#### Given text:

SLR: Model Assessment

Author

Prof. Maria Tackett

Published

Jan 16, 2025

Announcements

No office hours Mon, Jan 20 - Martin Luther King, Jr. Holiday
Introduction to R workshops at Duke library
- Data wrangling with dplyr - Thu, Jan 16 at 12pm
- Data visualization with ggplot2 - Thu, Jan 23 at 12pm

Questions from last class?

Topics

Predict the response given a value of the predictor
Use R to conduct exploratory data analysis and fit a model
Evaluate models using RMSE and $R^{2}$
Use analysis of variance to partition variability in the response variable

Computing set up

# load packages
library(tidyverse)   # for data wrangling and visualization
library(tidymodels)  # for modeling (includes broom, yardstick, and other packages)
library(knitr)       # for pretty tables
library(patchwork)   # arrange plots

# set default theme for ggplot2
ggplot2::theme_set(ggplot2::theme_bw())

Data: Movie scores on Rotten Tomatoes

$\hat{audience} = 32.3142 + 0.5187 \times critics$

Prediction

Making a prediction

Suppose that a movie has a critics score of 70. According to this model, what is the movie’s predicted audience score?

\begin{aligned} \hat{audience} & = 32.3142 + 0.5187 \times critics \\ = 32.3142 + 0.5187 \times 70 \\ = 68.6232 \end{aligned}

. . .

Caution

Using the model to predict for values outside the range of the original data is extrapolation. Why do we want to avoid extrapolation?

Linear regression in R

Fit the model

Use the lm() function to fit a linear regression model

movie_fit <- lm(audience ~ critics, data = movie_scores)

#### Exercise description:
Write out the model assessment lecture notes above word for word, from start to finish.

#### Dataset content:

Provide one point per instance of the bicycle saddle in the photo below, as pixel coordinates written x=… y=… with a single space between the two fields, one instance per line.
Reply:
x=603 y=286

#### The solution:
SLR: Model Assessment

Author

Prof. Maria Tackett

Published

Jan 16, 2025

Announcements

No office hours Mon, Jan 20 - Martin Luther King, Jr. Holiday
Introduction to R workshops at Duke library
- Data wrangling with dplyr - Thu, Jan 16 at 12pm
- Data visualization with ggplot2 - Thu, Jan 23 at 12pm

Questions from last class?

Topics

Predict the response given a value of the predictor
Use R to conduct exploratory data analysis and fit a model
Evaluate models using RMSE and $R^{2}$
Use analysis of variance to partition variability in the response variable

Computing set up

# load packages
library(tidyverse)   # for data wrangling and visualization
library(tidymodels)  # for modeling (includes broom, yardstick, and other packages)
library(knitr)       # for pretty tables
library(patchwork)   # arrange plots

# set default theme for ggplot2
ggplot2::theme_set(ggplot2::theme_bw())

Data: Movie scores on Rotten Tomatoes

$\hat{audience} = 32.3142 + 0.5187 \times critics$

Prediction

Making a prediction

Suppose that a movie has a critics score of 70. According to this model, what is the movie’s predicted audience score?

\begin{aligned} \hat{audience} & = 32.3142 + 0.5187 \times critics \\ = 32.3142 + 0.5187 \times 70 \\ = 68.6232 \end{aligned}

. . .

Caution

Using the model to predict for values outside the range of the original data is extrapolation. Why do we want to avoid extrapolation?

Linear regression in R

Fit the model

Use the lm() function to fit a linear regression model

movie_fit <- lm(audience ~ critics, data = movie_scores)